- **DATASET EXCERPTS**
▬▬▬▬▬▬▬▬▬▬

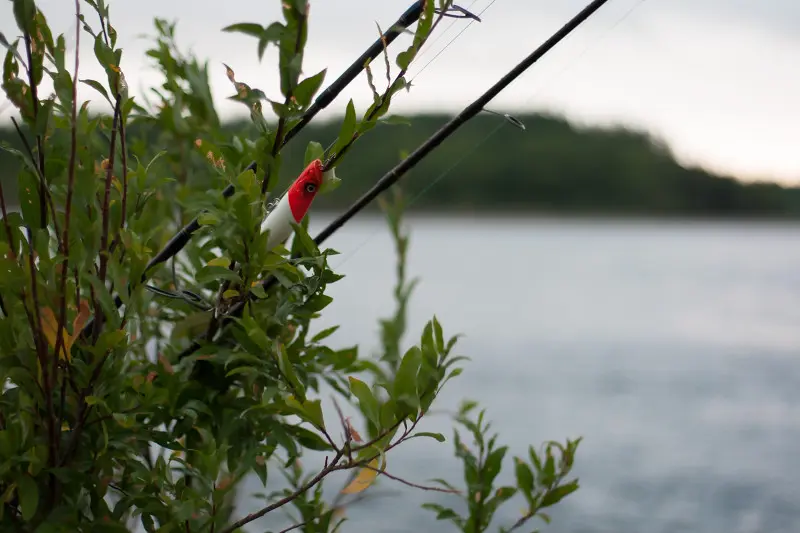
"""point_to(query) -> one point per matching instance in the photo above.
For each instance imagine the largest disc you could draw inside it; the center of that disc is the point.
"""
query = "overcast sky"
(717, 79)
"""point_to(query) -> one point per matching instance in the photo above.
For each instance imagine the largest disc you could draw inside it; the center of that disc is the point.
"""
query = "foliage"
(551, 167)
(539, 479)
(107, 423)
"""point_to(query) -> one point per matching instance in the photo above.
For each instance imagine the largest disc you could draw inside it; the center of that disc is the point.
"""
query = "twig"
(430, 144)
(297, 526)
(6, 225)
(333, 466)
(410, 484)
(35, 99)
(338, 155)
(106, 213)
(40, 175)
(68, 207)
(41, 349)
(182, 237)
(123, 145)
(83, 411)
(278, 143)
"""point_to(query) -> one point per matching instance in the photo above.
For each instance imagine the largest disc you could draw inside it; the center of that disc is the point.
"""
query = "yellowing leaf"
(220, 261)
(50, 328)
(80, 320)
(364, 479)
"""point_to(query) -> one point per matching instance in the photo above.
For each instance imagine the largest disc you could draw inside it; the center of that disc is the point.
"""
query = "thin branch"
(35, 99)
(330, 163)
(41, 177)
(123, 145)
(278, 143)
(41, 349)
(297, 526)
(104, 253)
(6, 225)
(68, 205)
(83, 411)
(333, 466)
(410, 484)
(182, 237)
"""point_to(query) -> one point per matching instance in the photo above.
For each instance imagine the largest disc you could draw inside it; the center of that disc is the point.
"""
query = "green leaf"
(318, 303)
(314, 151)
(366, 400)
(287, 370)
(405, 382)
(306, 89)
(272, 34)
(97, 86)
(325, 333)
(307, 245)
(28, 492)
(348, 127)
(438, 436)
(29, 198)
(314, 410)
(494, 463)
(554, 496)
(248, 28)
(211, 273)
(396, 120)
(525, 479)
(24, 13)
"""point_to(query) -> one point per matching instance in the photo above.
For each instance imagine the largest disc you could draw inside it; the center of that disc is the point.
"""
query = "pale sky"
(717, 79)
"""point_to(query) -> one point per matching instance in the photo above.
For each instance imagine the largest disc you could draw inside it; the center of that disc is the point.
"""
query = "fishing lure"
(294, 205)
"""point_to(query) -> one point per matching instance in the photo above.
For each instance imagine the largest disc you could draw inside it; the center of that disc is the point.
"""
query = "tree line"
(551, 167)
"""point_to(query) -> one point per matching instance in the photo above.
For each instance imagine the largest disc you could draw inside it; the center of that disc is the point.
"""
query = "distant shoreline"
(554, 216)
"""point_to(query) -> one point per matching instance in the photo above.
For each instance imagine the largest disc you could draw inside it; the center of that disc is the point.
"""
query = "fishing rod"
(409, 17)
(430, 144)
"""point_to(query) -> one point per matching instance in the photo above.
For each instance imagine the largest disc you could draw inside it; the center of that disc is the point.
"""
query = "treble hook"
(514, 121)
(457, 12)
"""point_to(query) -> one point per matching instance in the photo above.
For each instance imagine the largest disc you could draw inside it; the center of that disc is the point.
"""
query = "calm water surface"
(672, 348)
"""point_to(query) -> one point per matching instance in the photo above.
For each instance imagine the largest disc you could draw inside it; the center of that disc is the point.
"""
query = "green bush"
(89, 390)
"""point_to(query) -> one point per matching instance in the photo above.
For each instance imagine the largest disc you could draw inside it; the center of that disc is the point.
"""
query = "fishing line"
(351, 253)
(428, 46)
(423, 150)
(440, 52)
(605, 33)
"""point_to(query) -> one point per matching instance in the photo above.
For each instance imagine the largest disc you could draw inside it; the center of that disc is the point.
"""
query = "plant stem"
(106, 213)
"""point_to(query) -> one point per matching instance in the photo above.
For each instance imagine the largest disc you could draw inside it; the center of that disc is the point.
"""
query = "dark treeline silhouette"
(551, 167)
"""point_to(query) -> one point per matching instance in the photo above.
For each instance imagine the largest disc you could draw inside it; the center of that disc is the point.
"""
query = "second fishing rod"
(184, 235)
(394, 175)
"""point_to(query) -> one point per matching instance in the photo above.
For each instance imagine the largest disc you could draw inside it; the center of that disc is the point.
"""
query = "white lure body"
(279, 223)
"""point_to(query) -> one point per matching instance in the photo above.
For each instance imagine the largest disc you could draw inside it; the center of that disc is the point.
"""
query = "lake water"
(672, 348)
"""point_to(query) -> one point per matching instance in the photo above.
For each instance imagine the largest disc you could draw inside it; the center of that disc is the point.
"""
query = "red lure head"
(304, 189)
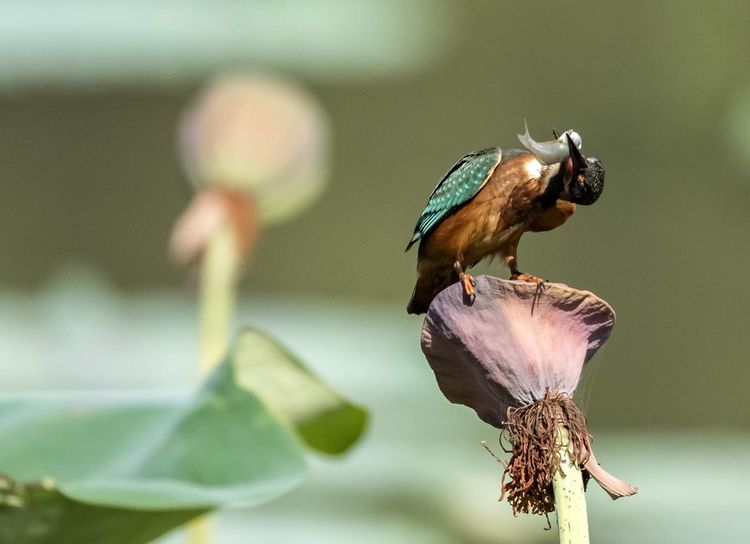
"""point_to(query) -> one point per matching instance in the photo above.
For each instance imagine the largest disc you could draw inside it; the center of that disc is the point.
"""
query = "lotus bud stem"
(570, 500)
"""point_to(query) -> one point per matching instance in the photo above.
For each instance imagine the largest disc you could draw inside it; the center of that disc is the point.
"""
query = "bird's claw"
(468, 282)
(520, 276)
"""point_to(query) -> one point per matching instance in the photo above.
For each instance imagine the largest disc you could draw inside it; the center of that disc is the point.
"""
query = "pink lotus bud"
(265, 137)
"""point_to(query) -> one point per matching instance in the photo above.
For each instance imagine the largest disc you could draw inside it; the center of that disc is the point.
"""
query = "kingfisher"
(488, 199)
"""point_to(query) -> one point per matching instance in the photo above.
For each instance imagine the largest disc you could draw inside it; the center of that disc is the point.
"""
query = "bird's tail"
(429, 284)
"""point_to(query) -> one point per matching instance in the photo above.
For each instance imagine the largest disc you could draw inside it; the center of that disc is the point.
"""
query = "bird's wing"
(462, 182)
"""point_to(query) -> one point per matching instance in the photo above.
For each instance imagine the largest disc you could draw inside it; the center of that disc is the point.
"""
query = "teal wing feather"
(462, 182)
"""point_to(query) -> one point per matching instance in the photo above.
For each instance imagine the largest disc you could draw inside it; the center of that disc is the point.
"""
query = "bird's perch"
(515, 355)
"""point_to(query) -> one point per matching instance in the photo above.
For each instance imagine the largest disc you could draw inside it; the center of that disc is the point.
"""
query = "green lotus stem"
(217, 294)
(570, 501)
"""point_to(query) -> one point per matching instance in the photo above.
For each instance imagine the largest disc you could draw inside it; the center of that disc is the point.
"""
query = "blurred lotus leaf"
(325, 421)
(130, 459)
(263, 136)
(127, 467)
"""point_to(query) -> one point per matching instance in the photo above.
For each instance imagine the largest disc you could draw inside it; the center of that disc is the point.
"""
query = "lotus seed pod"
(514, 353)
(516, 341)
(265, 137)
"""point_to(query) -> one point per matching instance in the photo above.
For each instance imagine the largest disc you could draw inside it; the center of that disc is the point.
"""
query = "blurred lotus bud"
(261, 136)
(515, 355)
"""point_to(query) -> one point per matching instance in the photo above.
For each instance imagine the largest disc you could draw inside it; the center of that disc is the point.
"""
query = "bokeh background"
(90, 95)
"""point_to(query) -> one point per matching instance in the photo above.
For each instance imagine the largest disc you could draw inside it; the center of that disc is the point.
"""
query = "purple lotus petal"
(512, 343)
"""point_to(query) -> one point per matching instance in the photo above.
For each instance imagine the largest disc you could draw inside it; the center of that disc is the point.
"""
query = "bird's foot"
(520, 276)
(468, 282)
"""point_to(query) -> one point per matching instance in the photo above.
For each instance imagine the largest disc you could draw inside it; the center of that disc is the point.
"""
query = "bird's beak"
(579, 162)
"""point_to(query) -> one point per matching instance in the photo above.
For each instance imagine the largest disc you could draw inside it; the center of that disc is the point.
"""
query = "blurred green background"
(659, 91)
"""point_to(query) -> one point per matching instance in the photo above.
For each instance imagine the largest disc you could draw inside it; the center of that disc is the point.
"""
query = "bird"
(484, 204)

▬▬▬▬▬▬▬▬▬▬

Give the data again exactly as written, with no pictures included.

"""point_to(query) -> one point per matching instance in the photo above.
For each instance imagine the largest disc you could draw inside it; the center of that disc is the point.
"""
query = "overcast sky"
(717, 79)
"""point_to(query) -> one point per matching instance in the photo above.
For each instance imagine the largest disc you could draw inside it; the center of that disc is the point.
"""
query = "foliage"
(551, 167)
(539, 479)
(107, 423)
"""point_to(query) -> one point per matching instance in the photo above.
For each instance imagine the largest disc you could draw inside it; the center of that disc is the point.
"""
query = "twig"
(430, 144)
(297, 526)
(6, 225)
(333, 466)
(410, 484)
(35, 99)
(338, 155)
(106, 213)
(40, 175)
(68, 207)
(41, 349)
(182, 237)
(123, 145)
(83, 411)
(278, 143)
"""point_to(query) -> one point per matching instance in the photo above.
For each instance imagine the largest disc you could draw inside it; the center of that disc is the point.
"""
query = "yellowing leaf"
(220, 261)
(50, 328)
(80, 320)
(364, 479)
"""point_to(query) -> one point per matching instance in the photo above.
For each instance imagine the largest disc you could draw inside it; the center of that disc is the point.
"""
query = "thin branch"
(35, 99)
(330, 163)
(41, 177)
(123, 145)
(278, 143)
(41, 349)
(297, 526)
(104, 253)
(6, 225)
(68, 205)
(83, 411)
(333, 466)
(410, 484)
(182, 237)
"""point_to(query) -> one point per matching instance in the photo above.
For each instance imagine the largest disc you could draw inside it; the center of that disc is the point.
"""
query = "green leaf"
(318, 303)
(314, 151)
(366, 400)
(287, 370)
(405, 382)
(306, 89)
(272, 34)
(97, 86)
(325, 333)
(307, 245)
(28, 492)
(348, 127)
(438, 436)
(29, 198)
(314, 410)
(494, 463)
(554, 496)
(248, 28)
(211, 273)
(396, 120)
(525, 479)
(24, 13)
"""point_to(query) -> one point per matching instance in the photo above.
For each instance imagine the largest disc you could draw inside it; the center of that disc is the point.
"""
query = "pale sky"
(717, 79)
"""point_to(query) -> one point per matching instance in the photo above.
For each instance imagine the largest disc you could draw inside it; the center of that disc is the point.
"""
query = "fishing lure"
(294, 205)
"""point_to(query) -> one point per matching instance in the photo above.
For each instance imagine the largest disc you could draw inside it; the center of that disc is the point.
"""
query = "tree line"
(551, 167)
"""point_to(query) -> one point per matching instance in the photo above.
For each instance imagine the largest disc you could draw inside it; the center of that disc is the point.
"""
query = "distant shoreline"
(554, 216)
"""point_to(query) -> one point per matching instance in the photo above.
For each instance imagine the largest disc you could draw inside it; the center of that disc is the point.
"""
query = "fishing rod"
(409, 17)
(430, 144)
"""point_to(query) -> one point per matching instance in the photo above.
For each instance imagine the largest disc you could draw inside it; the center of that disc is the point.
"""
query = "treble hook"
(514, 121)
(457, 12)
"""point_to(query) -> one point per matching instance in the photo above.
For each instance imagine the largest disc you could draw inside it; the center of that disc is the point.
"""
query = "calm water surface"
(672, 348)
"""point_to(query) -> one point per matching instance in the photo above.
For each instance imagine the largest disc you could draw inside it; the center of that disc is the point.
"""
query = "green bush"
(89, 390)
"""point_to(query) -> one point per matching instance in the photo above.
For each instance imagine the largest disc you could draw inside it; the center of that disc is the point.
"""
query = "fishing line"
(351, 253)
(428, 46)
(423, 150)
(440, 52)
(605, 33)
"""point_to(query) -> one point per matching instance in the photo above.
For each instance imagine the largest disc you could draw inside it; the center of that disc is the point.
"""
query = "plant stem"
(106, 213)
"""point_to(query) -> one point per matching instance in the photo above.
For each instance imagine the largest disc you could draw inside it; the center of that disc is the point.
"""
query = "dark treeline silhouette"
(551, 167)
"""point_to(query) -> one point per matching instance in the photo above.
For each instance imagine the largest disc you could draw inside it; the center of that disc is the point.
"""
query = "second fishing rod"
(184, 235)
(394, 175)
"""point_to(query) -> one point per matching instance in the photo above.
For each instance imagine the largest disc you could draw inside it; the center of that disc is the point.
"""
query = "white lure body"
(279, 223)
"""point_to(query) -> one point per matching instance in the photo above.
For each instance imagine the largest disc you could draw inside it; the center of that disc is the point.
"""
query = "lake water"
(672, 348)
"""point_to(query) -> one point per matching instance in the photo above.
For each instance imagine the largest disc you could draw inside it; the center of that disc is the point.
"""
query = "red lure head"
(304, 189)
"""point_to(query) -> one point per matching instance in the photo above.
For each instance imagine the largest disc you could draw inside it; the center of that disc is the point.
"""
query = "lotus bud stem"
(570, 500)
"""point_to(query) -> one point per matching instance in the photo above.
For each instance imagine the largest disc you could draw inside it; the center of that disc is the point.
"""
query = "bird's claw"
(468, 282)
(520, 276)
"""point_to(query) -> one point per matching instance in the photo above.
For each instance imagine the largest disc you could draw inside it; the center of that disc is the point.
"""
query = "pink lotus bud"
(265, 137)
"""point_to(query) -> one point per matching instance in the photo above.
For each instance imagine the largest disc you could draw inside it; the center of that disc is the point.
"""
query = "kingfisher"
(488, 199)
"""point_to(query) -> one point per matching instance in the photo above.
For each instance imagine the largest disc you could draw inside it; the center of that disc is the point.
"""
query = "bird's tail"
(429, 284)
"""point_to(query) -> one point per matching instance in the photo above.
For each instance imagine the largest disc you could draw inside it; the center of that disc is the point.
"""
query = "bird's wing"
(462, 182)
"""point_to(query) -> one point per matching instance in the photo above.
For each instance imagine the largest disc you could draw inside it; the center of that disc is the point.
"""
query = "teal wing feather"
(462, 182)
"""point_to(query) -> one point per matching instance in the photo above.
For each instance imagine the largest disc you could draw inside it; the center of that disc is the point.
"""
query = "bird's perch"
(515, 355)
"""point_to(query) -> one point per matching instance in the photo above.
For each instance imagine the largest disc you could draw inside it; the center of that disc is the point.
"""
query = "green lotus stem"
(217, 294)
(570, 501)
"""point_to(query) -> one point per matching instance in the photo above.
For each instance imagine the largest disc you could draw inside it; the center of that disc is the point.
"""
query = "blurred lotus leaf"
(325, 421)
(130, 459)
(263, 136)
(127, 467)
"""point_to(query) -> one point per matching instance in the photo above.
For each instance imagine the largest disc you could draw inside it; the center of that disc is the point.
"""
query = "lotus seed pod"
(514, 353)
(516, 341)
(265, 137)
"""point_to(query) -> one point per matching instance in the photo above.
For each instance imagine the largest disc you could draw inside it; the center of that disc is the point.
"""
query = "blurred lotus bud"
(261, 136)
(515, 355)
"""point_to(query) -> one point per matching instance in the photo above.
For each instance imagine the largest disc you could draw inside it; the center of that disc is the point.
"""
query = "bokeh background"
(90, 95)
"""point_to(query) -> one point per matching instance in the photo above.
For each instance imagine the largest disc you could draw inside it; the center of that disc is the point.
"""
query = "purple lotus petal"
(512, 343)
"""point_to(query) -> one point per matching instance in the photo above.
For each instance imagine the largest disc you could draw inside it; the center of that disc is the point.
"""
query = "bird's foot"
(520, 276)
(468, 282)
"""point_to(query) -> one point per matching instance in the photo above.
For each instance imagine the largest disc you could draw inside it; the center of that disc is the point.
"""
query = "bird's beak"
(579, 162)
"""point_to(query) -> one point per matching instance in the photo above.
For each instance imagine the largest disc you could draw inside it; the center of that disc is the point.
"""
query = "blurred green background"
(659, 91)
"""point_to(query) -> one point per matching instance in the photo above.
For each instance imagine the largest disc you could draw inside it; the center of that disc is the point.
"""
query = "bird"
(484, 204)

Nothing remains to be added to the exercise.